* _Work to do_: Skip every line before the one containing "query | bare leg", then copy that line and the rest of the entries below exactly, through the last line.

##############################

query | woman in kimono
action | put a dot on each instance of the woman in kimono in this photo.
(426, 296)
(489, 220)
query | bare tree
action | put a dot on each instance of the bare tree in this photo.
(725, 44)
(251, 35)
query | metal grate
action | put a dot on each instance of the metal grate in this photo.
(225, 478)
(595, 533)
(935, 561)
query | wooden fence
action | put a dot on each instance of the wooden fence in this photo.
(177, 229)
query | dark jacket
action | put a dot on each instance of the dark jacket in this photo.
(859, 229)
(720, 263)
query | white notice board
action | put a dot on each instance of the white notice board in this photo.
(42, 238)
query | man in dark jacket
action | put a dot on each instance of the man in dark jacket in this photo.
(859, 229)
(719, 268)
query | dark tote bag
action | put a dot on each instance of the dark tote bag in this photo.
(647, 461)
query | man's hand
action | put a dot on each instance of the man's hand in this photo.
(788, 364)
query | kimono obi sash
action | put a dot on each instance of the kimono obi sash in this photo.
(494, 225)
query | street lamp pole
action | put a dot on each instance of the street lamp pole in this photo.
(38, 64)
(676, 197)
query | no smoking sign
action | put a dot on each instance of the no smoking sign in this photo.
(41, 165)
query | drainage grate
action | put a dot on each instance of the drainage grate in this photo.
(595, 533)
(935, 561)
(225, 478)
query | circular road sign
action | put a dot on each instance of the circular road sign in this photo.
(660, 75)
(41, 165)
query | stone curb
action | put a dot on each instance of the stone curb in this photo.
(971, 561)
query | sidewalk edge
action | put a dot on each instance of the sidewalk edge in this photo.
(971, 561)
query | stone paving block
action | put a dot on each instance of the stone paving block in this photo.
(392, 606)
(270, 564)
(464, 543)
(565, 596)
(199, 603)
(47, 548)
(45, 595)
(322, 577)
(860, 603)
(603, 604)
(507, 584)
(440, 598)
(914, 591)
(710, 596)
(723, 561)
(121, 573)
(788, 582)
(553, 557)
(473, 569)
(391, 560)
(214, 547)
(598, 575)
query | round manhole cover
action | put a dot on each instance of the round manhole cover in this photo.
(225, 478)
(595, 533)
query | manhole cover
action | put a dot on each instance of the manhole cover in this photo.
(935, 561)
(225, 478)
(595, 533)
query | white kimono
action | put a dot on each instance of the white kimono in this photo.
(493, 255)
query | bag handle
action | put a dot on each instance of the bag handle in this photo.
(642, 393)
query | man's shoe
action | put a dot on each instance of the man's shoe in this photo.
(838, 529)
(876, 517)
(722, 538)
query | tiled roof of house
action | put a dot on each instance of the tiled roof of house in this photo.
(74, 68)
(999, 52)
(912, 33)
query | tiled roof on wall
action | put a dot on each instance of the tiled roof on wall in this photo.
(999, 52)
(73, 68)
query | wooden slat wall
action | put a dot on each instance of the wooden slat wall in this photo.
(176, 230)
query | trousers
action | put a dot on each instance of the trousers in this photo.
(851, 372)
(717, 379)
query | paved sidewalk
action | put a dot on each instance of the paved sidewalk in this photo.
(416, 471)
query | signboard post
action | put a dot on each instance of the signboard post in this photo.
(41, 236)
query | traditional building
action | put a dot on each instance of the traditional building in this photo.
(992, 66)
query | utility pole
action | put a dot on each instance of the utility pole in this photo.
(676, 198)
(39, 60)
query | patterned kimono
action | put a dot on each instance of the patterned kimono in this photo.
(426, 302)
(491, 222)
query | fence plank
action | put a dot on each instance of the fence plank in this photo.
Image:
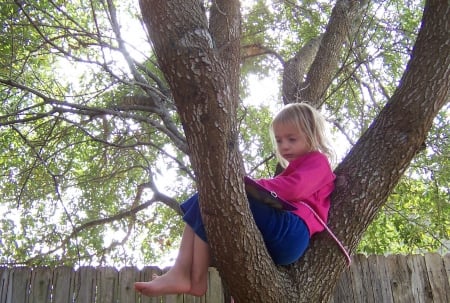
(446, 259)
(383, 291)
(85, 283)
(400, 279)
(420, 285)
(343, 293)
(147, 275)
(63, 284)
(41, 285)
(437, 277)
(127, 277)
(107, 285)
(4, 280)
(19, 285)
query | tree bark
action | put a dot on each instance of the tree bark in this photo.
(201, 64)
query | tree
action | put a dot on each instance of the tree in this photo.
(198, 51)
(195, 58)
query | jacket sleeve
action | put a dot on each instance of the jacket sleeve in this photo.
(302, 181)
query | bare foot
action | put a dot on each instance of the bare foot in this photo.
(168, 283)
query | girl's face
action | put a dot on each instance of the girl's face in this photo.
(291, 143)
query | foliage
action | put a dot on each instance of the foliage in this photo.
(83, 165)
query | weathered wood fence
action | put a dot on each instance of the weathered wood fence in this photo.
(377, 279)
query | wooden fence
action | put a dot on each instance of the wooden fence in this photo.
(377, 279)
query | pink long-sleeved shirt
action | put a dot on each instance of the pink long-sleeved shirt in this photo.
(307, 179)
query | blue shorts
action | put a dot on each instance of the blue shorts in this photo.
(286, 235)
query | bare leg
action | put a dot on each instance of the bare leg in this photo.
(188, 274)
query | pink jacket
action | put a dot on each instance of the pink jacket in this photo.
(308, 179)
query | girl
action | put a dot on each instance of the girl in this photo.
(298, 134)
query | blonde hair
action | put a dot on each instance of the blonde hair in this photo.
(307, 120)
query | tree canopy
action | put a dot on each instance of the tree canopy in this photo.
(95, 154)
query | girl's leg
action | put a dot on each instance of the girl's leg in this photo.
(187, 275)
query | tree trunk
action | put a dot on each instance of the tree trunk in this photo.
(201, 64)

##############################

* _Correct response_:
query | bare leg
action | put a dot on each instance of the bare leg in this photo.
(188, 274)
query | pink jacket
action | put a dot on each instance of the pink jacket in this photo.
(308, 179)
query | girl
action | put a dot on each instance of the girl in this photo.
(298, 134)
query | blonde hair
action | put a dot on each instance of the blonde hair in this photo.
(307, 120)
query | tree canopy
action | put a dot on each instance of the tree canopy in this photo.
(95, 154)
query | girl's leg
action | put a dot on each instance of the girl's leg in this photo.
(187, 275)
query | tree trunk
action | put a dot on each instance of the tree trunk in this photo.
(201, 64)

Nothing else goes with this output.